TASK DETAILS =>
Swap "dashes" for "hyphens" in the text on REPLACE and TRANSLATE, and give it again from "Replace characters one-to-one" up to and including "dashes, parentheses, spaces)".

DOCUMENT =>
======
Replace and translate

REPLACE

Replace all occurrences of a substring.

SELECT REPLACE('Hello World', 'World', 'PostgreSQL');
-- 'Hello PostgreSQL'

-- Remove all spaces
SELECT REPLACE('H e l l o', ' ', '');
-- 'Hello'

-- Normalize data
SELECT REPLACE(LOWER(email), ' ', '') AS clean_email
FROM users;

TRANSLATE

Replace characters one-to-one (character mapping).

-- Replace a→@, e→3, o→0
SELECT TRANSLATE('hello world', 'aeo', '@30');
-- 'h3ll0 w0rld'

-- Remove all vowels
SELECT TRANSLATE('PostgreSQL', 'aeiouAEIOU', '');
-- 'PstgrSQL'

-- Clean phone numbers (remove dashes, parentheses, spaces)
======
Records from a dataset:
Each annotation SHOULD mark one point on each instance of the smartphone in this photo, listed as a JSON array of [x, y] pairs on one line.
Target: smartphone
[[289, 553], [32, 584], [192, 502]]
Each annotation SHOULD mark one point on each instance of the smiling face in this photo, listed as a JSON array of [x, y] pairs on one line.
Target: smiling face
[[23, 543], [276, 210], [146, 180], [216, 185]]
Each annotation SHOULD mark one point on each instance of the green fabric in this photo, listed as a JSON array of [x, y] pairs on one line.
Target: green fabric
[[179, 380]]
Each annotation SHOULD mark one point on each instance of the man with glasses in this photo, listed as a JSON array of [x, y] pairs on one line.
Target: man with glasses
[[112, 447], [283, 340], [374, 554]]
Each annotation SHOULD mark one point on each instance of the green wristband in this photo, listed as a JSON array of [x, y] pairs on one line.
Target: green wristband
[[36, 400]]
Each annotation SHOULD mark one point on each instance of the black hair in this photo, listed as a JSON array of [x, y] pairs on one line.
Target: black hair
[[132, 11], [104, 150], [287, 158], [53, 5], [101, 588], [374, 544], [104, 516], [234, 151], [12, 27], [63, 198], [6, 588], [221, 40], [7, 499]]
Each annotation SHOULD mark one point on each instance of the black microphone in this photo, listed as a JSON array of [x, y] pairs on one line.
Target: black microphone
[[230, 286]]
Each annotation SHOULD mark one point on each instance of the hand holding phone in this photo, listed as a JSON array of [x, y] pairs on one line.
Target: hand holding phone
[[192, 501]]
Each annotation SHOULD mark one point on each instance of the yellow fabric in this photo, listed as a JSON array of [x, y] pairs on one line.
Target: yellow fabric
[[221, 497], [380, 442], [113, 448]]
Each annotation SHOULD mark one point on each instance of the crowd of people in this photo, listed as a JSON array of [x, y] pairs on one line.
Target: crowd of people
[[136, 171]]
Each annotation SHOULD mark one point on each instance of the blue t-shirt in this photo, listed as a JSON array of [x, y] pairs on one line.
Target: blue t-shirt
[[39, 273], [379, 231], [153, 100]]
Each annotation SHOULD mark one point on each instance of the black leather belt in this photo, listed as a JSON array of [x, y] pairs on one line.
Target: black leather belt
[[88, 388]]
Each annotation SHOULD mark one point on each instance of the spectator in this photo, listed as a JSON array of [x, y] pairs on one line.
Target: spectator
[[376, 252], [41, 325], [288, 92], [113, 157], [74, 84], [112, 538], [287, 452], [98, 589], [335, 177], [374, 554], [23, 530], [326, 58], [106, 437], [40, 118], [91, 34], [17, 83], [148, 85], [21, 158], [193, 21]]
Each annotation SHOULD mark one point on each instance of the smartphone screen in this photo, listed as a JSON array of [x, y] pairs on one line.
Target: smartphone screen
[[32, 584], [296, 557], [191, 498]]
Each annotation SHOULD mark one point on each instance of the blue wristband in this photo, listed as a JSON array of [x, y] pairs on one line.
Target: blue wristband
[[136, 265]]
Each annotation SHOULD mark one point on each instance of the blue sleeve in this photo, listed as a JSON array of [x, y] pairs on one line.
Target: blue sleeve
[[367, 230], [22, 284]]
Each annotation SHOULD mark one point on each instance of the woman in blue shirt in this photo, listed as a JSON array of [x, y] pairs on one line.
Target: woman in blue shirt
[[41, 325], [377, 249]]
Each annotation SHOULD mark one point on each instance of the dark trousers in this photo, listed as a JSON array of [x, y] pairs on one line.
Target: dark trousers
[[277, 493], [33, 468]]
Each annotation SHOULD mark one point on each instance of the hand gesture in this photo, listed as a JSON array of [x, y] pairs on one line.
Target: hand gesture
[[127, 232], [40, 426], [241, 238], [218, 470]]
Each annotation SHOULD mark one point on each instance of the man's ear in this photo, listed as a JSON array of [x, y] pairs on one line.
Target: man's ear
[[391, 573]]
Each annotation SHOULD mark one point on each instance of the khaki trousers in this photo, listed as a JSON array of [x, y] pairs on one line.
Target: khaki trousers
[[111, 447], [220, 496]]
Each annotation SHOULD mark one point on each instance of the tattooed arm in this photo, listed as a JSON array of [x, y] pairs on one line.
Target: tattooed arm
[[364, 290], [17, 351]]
======
SOLUTION =>
Replace characters one-to-one (character mapping).

-- Replace a→@, e→3, o→0
SELECT TRANSLATE('hello world', 'aeo', '@30');
-- 'h3ll0 w0rld'

-- Remove all vowels
SELECT TRANSLATE('PostgreSQL', 'aeiouAEIOU', '');
-- 'PstgrSQL'

-- Clean phone numbers (remove hyphens, parentheses, spaces)